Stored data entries
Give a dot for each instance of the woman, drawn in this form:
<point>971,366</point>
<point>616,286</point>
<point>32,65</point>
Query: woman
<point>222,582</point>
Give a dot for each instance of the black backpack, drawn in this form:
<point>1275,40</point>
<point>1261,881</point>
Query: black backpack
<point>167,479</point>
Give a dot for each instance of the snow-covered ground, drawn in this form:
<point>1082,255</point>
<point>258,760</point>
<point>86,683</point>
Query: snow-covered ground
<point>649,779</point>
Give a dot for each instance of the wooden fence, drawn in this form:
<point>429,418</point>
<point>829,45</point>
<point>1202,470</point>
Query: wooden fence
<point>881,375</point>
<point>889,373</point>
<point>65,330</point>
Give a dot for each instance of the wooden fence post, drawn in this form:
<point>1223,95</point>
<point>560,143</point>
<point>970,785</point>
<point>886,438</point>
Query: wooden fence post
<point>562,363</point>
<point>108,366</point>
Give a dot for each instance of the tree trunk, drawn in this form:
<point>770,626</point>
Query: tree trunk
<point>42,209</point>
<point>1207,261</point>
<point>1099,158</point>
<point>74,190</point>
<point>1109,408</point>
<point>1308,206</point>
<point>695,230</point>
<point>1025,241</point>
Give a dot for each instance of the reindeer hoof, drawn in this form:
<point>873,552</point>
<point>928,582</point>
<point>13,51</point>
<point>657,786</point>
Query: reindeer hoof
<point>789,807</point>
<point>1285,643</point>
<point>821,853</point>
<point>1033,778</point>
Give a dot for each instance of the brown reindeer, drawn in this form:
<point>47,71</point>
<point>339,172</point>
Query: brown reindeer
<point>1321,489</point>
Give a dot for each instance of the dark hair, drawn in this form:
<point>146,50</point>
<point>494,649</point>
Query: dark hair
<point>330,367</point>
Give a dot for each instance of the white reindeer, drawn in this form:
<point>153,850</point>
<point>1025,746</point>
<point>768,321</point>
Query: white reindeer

→ **Action item**
Go through the data, and copy each line in which the word "instance" appears.

→ **Task result**
Give a dot for each instance of the woman, drawn in this form:
Give a dot for each instance of the black backpack, drawn in this form:
Give a dot for each instance of the snow-covered ground, drawn in this form:
Give a dot for each instance of the wooden fence, drawn in this form:
Give a dot for each instance of the wooden fence post, drawn in this form:
Give a dot for each instance of the tree trunk, drawn in this form:
Give a dot for each instance of the reindeer hoof, drawn in this form:
Give a dot for each instance of the brown reindeer, drawn in this form:
Give a dot for each instance of the dark hair, drawn in this form:
Give a dot for each instance of the white reindeer, drawn in this form:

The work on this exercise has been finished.